## Work request
Lines from the beginning of the data through the line containing "wait, is the diagonal" are to be copied exactly, with no other line included.

(Free-text object descriptions)

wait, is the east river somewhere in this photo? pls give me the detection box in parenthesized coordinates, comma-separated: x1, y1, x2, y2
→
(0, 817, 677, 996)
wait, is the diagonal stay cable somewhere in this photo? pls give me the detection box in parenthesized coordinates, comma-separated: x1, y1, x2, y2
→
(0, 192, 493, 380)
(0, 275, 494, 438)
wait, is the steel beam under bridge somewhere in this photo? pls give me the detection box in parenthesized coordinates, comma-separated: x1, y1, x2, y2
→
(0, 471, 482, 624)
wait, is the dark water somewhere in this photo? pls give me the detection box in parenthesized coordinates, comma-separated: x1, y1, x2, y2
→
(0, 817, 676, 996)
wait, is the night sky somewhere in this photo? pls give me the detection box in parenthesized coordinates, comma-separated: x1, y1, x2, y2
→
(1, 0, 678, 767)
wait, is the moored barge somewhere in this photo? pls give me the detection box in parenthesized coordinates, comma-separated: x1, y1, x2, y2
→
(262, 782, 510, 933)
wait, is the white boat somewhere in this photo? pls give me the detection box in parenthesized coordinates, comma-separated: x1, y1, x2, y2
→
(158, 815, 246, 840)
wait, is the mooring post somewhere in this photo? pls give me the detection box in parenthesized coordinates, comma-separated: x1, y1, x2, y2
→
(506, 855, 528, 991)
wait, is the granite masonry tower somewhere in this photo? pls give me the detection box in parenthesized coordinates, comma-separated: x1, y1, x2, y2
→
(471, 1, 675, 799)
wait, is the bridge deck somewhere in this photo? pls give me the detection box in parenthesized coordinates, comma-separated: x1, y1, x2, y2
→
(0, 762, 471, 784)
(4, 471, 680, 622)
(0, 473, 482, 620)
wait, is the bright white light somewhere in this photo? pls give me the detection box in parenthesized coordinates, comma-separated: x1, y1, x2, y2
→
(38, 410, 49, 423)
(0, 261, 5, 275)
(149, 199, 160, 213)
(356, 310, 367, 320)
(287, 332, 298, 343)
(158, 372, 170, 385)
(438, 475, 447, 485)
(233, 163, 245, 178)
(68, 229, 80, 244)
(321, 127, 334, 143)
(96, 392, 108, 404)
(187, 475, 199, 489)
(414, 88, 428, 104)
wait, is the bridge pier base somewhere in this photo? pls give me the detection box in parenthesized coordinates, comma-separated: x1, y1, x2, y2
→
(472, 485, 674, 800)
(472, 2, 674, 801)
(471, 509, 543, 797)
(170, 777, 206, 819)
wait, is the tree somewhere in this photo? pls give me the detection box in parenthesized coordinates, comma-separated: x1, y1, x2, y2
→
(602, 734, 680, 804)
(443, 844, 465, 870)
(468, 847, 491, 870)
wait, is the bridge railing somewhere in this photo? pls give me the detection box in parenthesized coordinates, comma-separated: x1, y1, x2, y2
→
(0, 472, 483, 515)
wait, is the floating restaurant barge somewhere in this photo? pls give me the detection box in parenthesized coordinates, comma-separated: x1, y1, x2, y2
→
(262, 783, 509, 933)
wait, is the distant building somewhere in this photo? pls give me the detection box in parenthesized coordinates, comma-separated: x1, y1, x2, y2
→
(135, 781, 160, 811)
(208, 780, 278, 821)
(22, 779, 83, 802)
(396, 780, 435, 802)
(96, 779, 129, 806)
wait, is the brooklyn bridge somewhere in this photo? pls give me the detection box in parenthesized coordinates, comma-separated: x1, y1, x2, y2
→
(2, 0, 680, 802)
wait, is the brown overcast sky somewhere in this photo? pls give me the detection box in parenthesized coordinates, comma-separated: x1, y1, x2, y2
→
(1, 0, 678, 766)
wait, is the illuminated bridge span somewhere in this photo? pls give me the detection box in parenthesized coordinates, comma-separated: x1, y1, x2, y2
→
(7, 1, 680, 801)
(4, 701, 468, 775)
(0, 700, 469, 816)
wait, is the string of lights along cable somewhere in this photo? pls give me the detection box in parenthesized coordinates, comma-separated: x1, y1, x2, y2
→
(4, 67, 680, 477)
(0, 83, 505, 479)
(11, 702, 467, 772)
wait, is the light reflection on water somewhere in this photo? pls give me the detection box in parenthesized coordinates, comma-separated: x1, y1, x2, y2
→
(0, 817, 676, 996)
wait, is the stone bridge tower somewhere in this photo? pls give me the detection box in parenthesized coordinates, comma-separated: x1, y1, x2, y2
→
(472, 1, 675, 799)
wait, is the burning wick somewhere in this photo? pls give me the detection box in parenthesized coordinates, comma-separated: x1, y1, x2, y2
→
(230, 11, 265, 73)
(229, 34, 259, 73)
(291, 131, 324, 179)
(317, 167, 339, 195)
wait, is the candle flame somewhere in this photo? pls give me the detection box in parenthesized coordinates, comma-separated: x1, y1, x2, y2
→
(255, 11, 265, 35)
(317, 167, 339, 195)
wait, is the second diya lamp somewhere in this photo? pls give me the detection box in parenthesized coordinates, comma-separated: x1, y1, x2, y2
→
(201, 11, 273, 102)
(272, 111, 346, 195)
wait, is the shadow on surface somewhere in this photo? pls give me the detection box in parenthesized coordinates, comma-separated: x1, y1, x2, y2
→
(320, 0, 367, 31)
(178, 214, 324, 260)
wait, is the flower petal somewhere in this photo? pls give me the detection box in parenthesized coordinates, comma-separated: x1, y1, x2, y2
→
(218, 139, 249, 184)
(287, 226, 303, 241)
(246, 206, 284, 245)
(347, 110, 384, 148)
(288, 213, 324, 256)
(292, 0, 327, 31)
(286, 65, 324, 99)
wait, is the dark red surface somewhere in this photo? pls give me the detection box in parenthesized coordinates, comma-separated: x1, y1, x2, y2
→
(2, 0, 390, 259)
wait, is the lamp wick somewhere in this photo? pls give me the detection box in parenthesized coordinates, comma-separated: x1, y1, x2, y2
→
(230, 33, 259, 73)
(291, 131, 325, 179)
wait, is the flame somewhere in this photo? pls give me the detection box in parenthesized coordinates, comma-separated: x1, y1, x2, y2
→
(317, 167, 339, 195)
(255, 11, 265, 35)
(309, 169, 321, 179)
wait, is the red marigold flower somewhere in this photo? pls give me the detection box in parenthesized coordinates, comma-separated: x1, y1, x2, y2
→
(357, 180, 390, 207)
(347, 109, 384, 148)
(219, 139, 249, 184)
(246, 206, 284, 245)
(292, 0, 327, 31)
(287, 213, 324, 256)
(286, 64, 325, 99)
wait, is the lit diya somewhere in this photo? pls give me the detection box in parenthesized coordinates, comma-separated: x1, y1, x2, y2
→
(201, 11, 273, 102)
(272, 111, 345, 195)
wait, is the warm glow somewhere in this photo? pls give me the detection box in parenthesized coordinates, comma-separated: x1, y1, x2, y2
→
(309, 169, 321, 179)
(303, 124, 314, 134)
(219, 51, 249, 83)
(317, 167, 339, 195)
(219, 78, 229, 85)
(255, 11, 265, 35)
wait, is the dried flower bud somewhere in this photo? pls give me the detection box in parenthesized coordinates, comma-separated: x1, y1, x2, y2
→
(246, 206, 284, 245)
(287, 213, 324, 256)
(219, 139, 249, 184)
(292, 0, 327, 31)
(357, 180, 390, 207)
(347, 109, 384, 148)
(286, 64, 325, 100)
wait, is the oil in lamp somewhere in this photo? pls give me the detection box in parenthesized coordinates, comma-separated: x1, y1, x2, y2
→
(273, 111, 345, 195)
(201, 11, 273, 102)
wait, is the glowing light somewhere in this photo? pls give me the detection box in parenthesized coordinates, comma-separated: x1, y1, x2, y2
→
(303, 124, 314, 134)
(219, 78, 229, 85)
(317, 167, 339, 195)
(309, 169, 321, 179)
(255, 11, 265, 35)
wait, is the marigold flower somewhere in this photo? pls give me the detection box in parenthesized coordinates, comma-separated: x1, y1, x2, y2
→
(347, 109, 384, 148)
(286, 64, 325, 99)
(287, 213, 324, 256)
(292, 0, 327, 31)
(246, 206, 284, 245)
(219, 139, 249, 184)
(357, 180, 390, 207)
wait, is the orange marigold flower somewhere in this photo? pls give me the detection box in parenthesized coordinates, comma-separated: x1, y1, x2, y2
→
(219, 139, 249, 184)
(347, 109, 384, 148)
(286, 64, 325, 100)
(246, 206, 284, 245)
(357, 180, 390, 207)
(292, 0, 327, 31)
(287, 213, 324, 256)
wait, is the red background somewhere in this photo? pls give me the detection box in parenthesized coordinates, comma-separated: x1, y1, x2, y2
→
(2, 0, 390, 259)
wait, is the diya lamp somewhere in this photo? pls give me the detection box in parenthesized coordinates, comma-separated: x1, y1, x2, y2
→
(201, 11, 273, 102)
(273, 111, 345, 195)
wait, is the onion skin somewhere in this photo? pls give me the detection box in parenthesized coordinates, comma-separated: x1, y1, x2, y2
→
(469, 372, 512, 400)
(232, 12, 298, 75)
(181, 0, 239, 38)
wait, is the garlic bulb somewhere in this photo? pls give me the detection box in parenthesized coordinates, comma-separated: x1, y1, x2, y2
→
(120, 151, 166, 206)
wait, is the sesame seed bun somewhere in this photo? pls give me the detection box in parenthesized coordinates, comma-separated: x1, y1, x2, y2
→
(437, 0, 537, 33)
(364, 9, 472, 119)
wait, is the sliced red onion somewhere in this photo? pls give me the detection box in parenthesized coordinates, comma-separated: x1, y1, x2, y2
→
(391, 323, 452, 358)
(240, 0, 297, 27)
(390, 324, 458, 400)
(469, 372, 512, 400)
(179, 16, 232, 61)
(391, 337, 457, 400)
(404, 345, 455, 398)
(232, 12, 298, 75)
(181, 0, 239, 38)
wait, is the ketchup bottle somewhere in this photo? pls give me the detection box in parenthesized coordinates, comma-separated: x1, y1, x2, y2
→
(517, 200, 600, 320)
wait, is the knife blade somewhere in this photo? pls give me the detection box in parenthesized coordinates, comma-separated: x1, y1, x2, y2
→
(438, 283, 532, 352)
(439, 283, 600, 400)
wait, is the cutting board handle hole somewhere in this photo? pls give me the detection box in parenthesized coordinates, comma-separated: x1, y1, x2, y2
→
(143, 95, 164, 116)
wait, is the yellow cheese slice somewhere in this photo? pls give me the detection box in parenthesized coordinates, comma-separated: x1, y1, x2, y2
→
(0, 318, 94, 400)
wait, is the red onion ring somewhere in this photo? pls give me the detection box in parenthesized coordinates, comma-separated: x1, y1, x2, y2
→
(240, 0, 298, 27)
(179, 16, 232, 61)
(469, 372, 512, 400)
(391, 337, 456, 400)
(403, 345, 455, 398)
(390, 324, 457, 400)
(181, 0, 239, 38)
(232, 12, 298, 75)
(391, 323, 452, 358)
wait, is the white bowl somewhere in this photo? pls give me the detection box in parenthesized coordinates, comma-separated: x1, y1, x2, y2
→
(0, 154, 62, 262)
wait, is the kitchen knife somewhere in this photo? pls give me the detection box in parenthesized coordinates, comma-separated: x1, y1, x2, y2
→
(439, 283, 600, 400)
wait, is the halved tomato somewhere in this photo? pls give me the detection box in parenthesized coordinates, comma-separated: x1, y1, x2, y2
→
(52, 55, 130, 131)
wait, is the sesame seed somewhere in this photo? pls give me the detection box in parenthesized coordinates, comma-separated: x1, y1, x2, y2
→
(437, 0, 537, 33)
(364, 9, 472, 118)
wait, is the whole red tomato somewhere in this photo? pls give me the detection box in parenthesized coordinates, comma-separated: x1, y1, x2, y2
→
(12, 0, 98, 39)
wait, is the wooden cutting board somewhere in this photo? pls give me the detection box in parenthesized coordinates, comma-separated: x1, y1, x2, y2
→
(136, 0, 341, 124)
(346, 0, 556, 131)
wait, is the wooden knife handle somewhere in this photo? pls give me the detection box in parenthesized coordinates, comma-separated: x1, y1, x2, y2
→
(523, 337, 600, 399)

## Written response
wait, is the east river somewhere in this photo? pls give me the detection box in parenthesized coordinates, comma-separated: x1, y1, x2, y2
→
(0, 817, 677, 996)
wait, is the diagonal stay cable somewhere in this photo? pls give me the detection box in parenthesized coordinates, comma-separated: x1, y1, x2, y2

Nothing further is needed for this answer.